(Polygon annotations for photos)
====
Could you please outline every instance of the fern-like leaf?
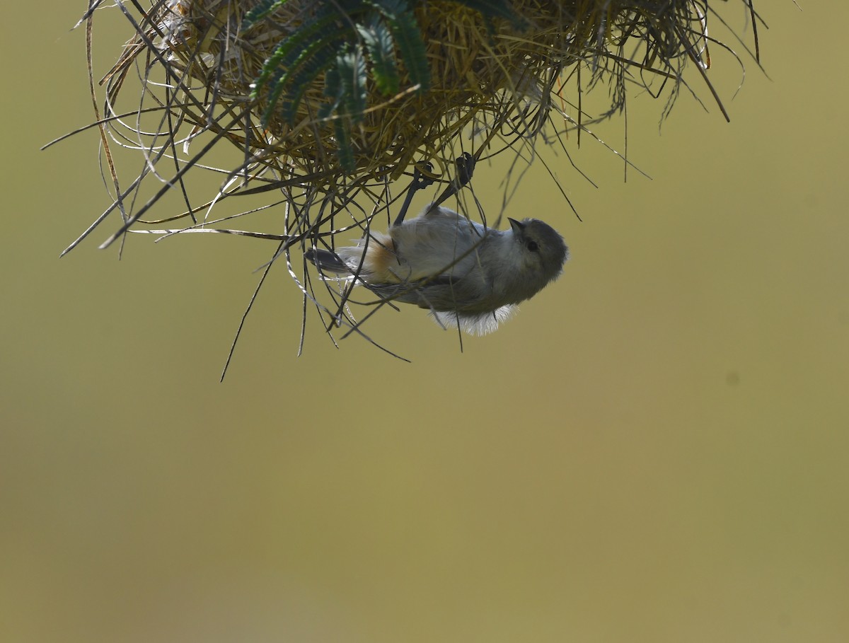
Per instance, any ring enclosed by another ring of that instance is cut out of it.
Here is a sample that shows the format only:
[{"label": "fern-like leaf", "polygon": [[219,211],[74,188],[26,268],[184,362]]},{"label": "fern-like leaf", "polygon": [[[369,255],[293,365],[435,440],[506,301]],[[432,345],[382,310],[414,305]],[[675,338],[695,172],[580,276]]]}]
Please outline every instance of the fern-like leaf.
[{"label": "fern-like leaf", "polygon": [[395,43],[389,28],[380,19],[373,19],[368,25],[357,25],[357,31],[368,52],[372,77],[378,91],[385,95],[396,94],[400,80],[395,63]]},{"label": "fern-like leaf", "polygon": [[239,31],[245,33],[278,7],[285,4],[287,0],[261,0],[256,7],[245,14]]}]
====
→ **Task details**: Write out the lines above word for word, omitting the pictures.

→ **Output for this exercise**:
Could you please outline every instance of the fern-like leaf?
Per instance, any ring enclosed by another ring of that instance is cut out of it.
Here is a sample that shows the format only:
[{"label": "fern-like leaf", "polygon": [[219,211],[74,188],[26,268],[184,362]]},{"label": "fern-like leaf", "polygon": [[[369,255],[293,365],[435,440],[506,301]],[[432,345],[382,310],[414,305]],[[675,338],[695,172],[580,276]]]}]
Please outline every instance of the fern-like leaf.
[{"label": "fern-like leaf", "polygon": [[395,43],[389,28],[380,19],[373,19],[368,25],[357,25],[357,31],[368,52],[372,77],[378,91],[385,95],[396,94],[400,80],[395,63]]},{"label": "fern-like leaf", "polygon": [[239,31],[245,33],[278,7],[285,4],[287,0],[261,0],[256,7],[245,14]]}]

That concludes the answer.